SOURCE EXCERPT:
2.....John Bunyan’s “PILGRIM’S PROGRESS” (1678), an English classic second only to the (1611) King James Version of the Bible, was required reading in America’s public schools when I was little. Like the Bible (indeed, on the model of the Bible, and as a Christian allegory), it stimulates the imagination to aspire, to journey from what is to what can be – to the better, the more than, the beyond. But it’s not escapist literature. It’s conversational clues on how to live here and now toward hereafter, as it’s full title indicates: “The Pilgrim’s Progress [progress!] from This World to That Which is to Come.”
3.....I’ll skip the Greek and Roman classics that were a part of my schooling and have largely disappeared from America's public schools, partly because they were written by old dead white men. When I was 10, a sc-fi novel began to be serialized as a (indeed, the first) comic strip, “BUCK ROGERS.” It’s first appearance in the newspapers was on Jan 7, 1929 (a month before I turned 11). When some few weeks later I became aware of it, I was determined to make a paste-up book of it, and scoured the neighborhood basements until my set was complete up to date. My young imagination was stirred by this alternative technological world, as it had been by the alternative spiritual and moral world of the Bible and Bunyan. / That same year, another alternative-world comic strip began: “Tarzan.”

LISTED RECORDS:

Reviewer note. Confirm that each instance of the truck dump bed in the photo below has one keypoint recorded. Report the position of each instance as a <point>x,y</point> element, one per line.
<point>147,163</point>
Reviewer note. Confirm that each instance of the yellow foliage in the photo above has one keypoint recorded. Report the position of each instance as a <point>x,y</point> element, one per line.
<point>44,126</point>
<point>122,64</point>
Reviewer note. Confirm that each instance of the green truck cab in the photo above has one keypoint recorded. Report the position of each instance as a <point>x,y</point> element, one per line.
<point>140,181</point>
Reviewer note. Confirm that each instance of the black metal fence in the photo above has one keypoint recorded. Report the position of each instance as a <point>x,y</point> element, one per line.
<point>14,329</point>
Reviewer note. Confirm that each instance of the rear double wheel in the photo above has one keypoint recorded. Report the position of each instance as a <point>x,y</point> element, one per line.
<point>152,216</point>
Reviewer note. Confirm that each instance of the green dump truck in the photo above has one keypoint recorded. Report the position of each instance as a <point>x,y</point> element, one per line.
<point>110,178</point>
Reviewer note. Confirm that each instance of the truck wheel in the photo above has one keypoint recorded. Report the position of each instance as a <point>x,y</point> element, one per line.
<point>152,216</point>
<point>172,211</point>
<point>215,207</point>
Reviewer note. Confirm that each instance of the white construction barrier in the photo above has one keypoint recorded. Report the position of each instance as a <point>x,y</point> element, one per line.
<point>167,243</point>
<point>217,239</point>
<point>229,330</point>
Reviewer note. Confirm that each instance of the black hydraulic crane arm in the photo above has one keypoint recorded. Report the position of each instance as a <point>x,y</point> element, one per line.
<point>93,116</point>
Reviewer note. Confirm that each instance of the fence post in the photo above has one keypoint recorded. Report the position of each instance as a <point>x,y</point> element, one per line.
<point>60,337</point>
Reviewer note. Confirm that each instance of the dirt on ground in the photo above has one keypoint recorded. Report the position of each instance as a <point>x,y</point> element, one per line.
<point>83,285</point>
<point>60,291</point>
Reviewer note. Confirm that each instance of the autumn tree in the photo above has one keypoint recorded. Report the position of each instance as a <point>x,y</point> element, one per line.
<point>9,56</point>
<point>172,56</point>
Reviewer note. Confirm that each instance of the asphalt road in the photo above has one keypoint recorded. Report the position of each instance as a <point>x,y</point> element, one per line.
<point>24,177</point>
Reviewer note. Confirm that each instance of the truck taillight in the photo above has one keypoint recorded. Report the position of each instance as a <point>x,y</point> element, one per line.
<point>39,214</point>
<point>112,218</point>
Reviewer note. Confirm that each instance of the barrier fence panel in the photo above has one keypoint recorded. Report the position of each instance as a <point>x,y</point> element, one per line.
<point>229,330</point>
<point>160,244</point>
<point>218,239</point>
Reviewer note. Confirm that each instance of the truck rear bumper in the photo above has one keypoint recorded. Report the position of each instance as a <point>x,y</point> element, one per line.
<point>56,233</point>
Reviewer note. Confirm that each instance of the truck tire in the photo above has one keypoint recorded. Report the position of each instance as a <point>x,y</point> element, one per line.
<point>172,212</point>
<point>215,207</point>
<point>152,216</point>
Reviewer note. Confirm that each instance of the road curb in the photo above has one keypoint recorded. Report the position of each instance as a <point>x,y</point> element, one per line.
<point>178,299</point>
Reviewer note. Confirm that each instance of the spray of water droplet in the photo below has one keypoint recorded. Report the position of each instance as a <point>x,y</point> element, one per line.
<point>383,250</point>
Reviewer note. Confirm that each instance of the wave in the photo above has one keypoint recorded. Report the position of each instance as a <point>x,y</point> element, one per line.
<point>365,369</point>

OBJECTIVE A:
In the childhood-reading passage, on what date did "Buck Rogers" first appear in the newspapers?
OBJECTIVE B:
Continue the childhood-reading passage after its last sentence, which introduces the "Tarzan" comic strip.

FINAL ANSWER A:
January 7, 1929.

FINAL ANSWER B:
4....I’ll close with four books in the bibliography of my age-17 (1935) high-school graduation thesis, “The Nazarene”: (1) ”TWELVE TESTS OF CHARACTER" (Harry Emerson Fosdick, 1923); (2) “THE CHRIST OF THE INDIAN ROAD” (E. Stanley Jones, 1925); (3) “GREAT CHRISTIAN TEACHINGS” (Edwin Lewis, 1933); and “THE LIFE OF OUR LORD” (Charles Dickens, 1934).
5.....But wait! I must add one not so pious – indeed, anti-pious. “THE ADVENTURES OF THE BLACK GIRL IN HER SEARCH FOR GOD” (George Bernard Shaw, 1933). The year of publication, I picked it off the shelf of an epileptic skeptic teacher of mine & was delighted and saddened by it. Through the forest the black girl wanders from one idol (religion) to another, finds each in its turn disappointing, and breathed a sigh of relief when suddenly she comes upon a sun-lit (Enlightenment!) clearing. In my childhood imagining, I had wandered among the religions, and came upon a clearing enlightened by “the Light of the world,” Jesus Christ, whom Charles Dickens (in the title of his life of Jesus) called “our Lord.”